◆ **Excerpt**:
Oh gosh, Paula, I missed this post and am just now catching up on what's doing. So sorry that you are going through such a tough time, but like everyone else has said (better than I prolly will) you are a strong artchick and you will be fine once this yucky crying part is over;) It sounds like you are looking to relocate and I think that is a good idea, there are so many places that have so much more going on for you, Austin sounds like a good place to start!

And, sheesh, OF COURSE you will keep making art, was there ever any dougt about that????? :)

paula said...

well tracy..i doubt it when i see how expensive it is to rent spaces. i have a lot of work to do in a few weeks and somehow have to get the funds to get on the road somewhere or even jump to another apartment/work space. thank you for the good thoughts!!!

markhed said...

◆ **Record extracts**:

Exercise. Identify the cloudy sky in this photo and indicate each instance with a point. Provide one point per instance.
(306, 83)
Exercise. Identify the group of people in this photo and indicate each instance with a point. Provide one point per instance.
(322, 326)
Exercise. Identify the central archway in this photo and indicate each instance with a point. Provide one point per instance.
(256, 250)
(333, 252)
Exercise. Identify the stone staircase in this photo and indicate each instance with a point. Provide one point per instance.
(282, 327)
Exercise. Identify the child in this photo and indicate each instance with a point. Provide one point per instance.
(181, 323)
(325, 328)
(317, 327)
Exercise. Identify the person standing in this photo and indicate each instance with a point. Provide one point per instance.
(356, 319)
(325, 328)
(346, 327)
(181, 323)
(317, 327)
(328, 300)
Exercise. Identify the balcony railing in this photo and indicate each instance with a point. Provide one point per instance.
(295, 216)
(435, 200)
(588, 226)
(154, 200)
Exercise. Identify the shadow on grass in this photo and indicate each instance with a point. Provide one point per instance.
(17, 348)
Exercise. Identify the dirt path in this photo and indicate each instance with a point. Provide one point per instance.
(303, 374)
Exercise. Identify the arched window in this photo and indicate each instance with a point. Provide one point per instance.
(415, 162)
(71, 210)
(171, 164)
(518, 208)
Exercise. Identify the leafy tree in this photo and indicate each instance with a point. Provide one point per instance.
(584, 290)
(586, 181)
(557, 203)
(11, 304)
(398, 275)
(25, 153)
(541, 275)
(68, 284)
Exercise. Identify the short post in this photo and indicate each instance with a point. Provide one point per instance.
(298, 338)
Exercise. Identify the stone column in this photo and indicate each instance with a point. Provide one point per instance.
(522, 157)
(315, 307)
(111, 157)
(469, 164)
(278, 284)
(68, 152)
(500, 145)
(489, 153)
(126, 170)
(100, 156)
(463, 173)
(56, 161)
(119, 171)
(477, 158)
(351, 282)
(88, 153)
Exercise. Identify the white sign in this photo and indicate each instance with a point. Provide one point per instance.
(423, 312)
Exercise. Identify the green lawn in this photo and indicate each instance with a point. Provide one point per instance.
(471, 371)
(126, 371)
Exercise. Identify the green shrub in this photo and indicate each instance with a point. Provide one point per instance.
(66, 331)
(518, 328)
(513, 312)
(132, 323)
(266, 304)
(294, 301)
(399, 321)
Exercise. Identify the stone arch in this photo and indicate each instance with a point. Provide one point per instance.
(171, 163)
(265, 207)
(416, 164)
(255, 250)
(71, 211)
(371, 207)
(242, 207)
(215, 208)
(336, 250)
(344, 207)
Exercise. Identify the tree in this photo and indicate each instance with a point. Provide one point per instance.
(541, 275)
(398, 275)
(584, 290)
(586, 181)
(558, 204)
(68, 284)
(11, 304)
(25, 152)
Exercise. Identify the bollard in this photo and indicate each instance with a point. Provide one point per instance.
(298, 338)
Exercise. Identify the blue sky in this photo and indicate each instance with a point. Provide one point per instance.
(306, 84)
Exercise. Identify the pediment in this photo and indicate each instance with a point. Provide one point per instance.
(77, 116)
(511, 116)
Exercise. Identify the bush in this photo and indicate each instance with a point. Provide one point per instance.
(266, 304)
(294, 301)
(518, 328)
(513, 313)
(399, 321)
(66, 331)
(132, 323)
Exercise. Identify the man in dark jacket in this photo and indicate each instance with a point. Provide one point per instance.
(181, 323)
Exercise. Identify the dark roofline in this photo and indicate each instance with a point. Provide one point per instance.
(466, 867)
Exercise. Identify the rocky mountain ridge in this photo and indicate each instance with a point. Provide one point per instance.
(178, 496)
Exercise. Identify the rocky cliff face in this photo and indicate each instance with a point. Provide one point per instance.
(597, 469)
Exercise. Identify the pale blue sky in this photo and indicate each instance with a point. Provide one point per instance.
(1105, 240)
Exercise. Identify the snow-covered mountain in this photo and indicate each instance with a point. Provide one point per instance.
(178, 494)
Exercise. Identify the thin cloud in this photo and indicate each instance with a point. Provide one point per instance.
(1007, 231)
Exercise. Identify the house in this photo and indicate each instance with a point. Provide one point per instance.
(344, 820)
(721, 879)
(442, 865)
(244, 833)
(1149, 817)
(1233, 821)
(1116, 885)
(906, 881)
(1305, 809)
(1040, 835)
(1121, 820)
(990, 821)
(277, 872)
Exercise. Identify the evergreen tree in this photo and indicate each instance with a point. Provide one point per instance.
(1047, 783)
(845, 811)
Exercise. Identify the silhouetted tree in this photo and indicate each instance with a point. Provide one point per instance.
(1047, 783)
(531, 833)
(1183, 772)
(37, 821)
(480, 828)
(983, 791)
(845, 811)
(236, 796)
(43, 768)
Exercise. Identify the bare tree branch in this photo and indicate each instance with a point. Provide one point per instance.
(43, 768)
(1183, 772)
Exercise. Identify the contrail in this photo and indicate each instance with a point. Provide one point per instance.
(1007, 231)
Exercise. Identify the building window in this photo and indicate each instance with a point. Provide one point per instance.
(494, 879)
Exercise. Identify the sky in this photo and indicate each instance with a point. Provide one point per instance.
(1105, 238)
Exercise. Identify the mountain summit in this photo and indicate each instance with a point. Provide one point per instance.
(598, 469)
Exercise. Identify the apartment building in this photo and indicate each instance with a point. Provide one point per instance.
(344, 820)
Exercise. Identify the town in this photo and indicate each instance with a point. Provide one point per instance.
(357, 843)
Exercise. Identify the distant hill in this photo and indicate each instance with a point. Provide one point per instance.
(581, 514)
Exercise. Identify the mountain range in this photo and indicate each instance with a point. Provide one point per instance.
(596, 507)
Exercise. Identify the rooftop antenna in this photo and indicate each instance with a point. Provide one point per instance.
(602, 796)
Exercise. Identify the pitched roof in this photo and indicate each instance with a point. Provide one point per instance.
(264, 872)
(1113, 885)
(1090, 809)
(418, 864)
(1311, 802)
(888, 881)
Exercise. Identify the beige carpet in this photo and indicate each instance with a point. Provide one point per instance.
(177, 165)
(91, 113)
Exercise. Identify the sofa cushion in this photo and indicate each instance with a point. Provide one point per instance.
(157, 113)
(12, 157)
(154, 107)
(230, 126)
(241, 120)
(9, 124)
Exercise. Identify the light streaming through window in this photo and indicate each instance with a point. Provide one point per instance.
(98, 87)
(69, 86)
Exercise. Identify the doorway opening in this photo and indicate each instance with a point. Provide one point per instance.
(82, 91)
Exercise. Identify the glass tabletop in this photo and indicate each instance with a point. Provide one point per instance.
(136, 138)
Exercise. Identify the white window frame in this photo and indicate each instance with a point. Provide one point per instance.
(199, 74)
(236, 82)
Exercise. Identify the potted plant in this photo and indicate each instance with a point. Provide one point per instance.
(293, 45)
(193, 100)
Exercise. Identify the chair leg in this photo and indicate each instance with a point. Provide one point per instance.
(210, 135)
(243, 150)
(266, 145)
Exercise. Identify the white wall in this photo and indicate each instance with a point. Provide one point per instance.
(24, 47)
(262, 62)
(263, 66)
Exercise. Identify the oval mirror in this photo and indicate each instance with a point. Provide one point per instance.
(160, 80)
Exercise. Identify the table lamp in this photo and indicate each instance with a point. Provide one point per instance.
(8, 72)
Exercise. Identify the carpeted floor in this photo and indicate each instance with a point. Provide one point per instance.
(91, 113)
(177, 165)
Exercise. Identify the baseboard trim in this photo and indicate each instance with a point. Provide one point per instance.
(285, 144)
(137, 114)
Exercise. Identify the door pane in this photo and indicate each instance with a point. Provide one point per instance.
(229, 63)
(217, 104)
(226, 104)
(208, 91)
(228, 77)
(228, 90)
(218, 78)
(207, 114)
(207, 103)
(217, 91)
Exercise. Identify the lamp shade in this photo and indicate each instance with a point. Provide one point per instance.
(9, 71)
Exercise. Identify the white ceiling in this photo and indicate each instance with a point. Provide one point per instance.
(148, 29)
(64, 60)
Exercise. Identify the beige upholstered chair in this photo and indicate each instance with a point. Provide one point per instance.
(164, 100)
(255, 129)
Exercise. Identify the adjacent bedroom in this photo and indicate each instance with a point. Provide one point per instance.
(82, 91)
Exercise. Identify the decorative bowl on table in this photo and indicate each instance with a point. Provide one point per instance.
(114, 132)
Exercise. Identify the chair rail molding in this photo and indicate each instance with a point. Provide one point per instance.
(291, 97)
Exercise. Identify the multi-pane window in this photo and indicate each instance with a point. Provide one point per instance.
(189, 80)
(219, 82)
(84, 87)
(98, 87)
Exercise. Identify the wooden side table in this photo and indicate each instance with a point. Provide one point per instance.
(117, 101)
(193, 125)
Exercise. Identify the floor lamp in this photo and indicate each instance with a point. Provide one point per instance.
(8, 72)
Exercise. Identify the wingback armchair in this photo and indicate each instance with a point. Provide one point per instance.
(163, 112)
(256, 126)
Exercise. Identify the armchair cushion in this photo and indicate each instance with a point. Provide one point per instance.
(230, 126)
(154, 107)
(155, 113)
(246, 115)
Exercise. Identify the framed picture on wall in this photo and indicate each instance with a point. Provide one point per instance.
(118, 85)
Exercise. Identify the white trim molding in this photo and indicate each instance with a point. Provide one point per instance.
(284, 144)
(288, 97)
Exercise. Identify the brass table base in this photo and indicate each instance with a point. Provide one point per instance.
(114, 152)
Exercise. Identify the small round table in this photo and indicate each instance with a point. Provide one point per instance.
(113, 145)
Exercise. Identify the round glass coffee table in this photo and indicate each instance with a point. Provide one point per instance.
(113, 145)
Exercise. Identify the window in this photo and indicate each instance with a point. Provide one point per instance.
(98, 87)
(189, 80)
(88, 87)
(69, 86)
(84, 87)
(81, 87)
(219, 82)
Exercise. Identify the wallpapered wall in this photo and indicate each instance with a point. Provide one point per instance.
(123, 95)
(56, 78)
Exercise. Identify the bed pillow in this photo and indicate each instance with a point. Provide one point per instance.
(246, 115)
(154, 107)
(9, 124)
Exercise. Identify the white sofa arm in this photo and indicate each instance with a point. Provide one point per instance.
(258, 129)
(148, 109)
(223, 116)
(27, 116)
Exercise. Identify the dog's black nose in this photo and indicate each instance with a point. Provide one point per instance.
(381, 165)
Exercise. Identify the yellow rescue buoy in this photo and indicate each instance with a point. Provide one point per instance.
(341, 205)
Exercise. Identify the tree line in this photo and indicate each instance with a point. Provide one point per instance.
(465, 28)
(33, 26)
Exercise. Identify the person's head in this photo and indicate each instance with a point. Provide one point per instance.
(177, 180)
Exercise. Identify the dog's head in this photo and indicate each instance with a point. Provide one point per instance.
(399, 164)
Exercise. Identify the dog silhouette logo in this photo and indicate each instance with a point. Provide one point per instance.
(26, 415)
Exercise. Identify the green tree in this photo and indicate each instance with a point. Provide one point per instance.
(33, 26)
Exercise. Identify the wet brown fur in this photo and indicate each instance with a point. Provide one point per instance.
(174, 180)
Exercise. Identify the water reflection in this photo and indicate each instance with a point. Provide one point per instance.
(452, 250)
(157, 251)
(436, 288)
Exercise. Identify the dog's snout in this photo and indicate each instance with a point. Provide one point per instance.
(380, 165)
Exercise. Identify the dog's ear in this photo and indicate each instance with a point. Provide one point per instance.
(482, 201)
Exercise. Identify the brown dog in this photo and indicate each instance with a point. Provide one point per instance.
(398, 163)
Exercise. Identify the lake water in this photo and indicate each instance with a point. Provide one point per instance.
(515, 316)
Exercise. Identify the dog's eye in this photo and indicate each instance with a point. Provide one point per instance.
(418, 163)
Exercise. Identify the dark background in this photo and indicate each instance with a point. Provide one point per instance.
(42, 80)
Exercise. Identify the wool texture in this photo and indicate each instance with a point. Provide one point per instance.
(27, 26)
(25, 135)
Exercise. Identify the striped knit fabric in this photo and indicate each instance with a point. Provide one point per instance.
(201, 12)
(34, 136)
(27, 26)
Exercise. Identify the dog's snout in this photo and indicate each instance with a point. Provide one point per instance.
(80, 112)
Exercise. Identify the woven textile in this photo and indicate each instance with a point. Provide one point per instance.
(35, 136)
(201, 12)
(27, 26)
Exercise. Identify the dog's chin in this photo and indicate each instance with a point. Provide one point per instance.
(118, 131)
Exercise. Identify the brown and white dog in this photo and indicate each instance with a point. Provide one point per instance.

◆ **Written request**: Set down, without alteration, the portion of the blog comments above that begins with the words containing "well tracy..i doubt" and ends with "markhed said...".

◆ **Task output**:
well tracy..i doubt it when i see how expensive it is to rent spaces. i have a lot of work to do in a few weeks and somehow have to get the funds to get on the road somewhere or even jump to another apartment/work space. thank you for the good thoughts!!!

markhed said...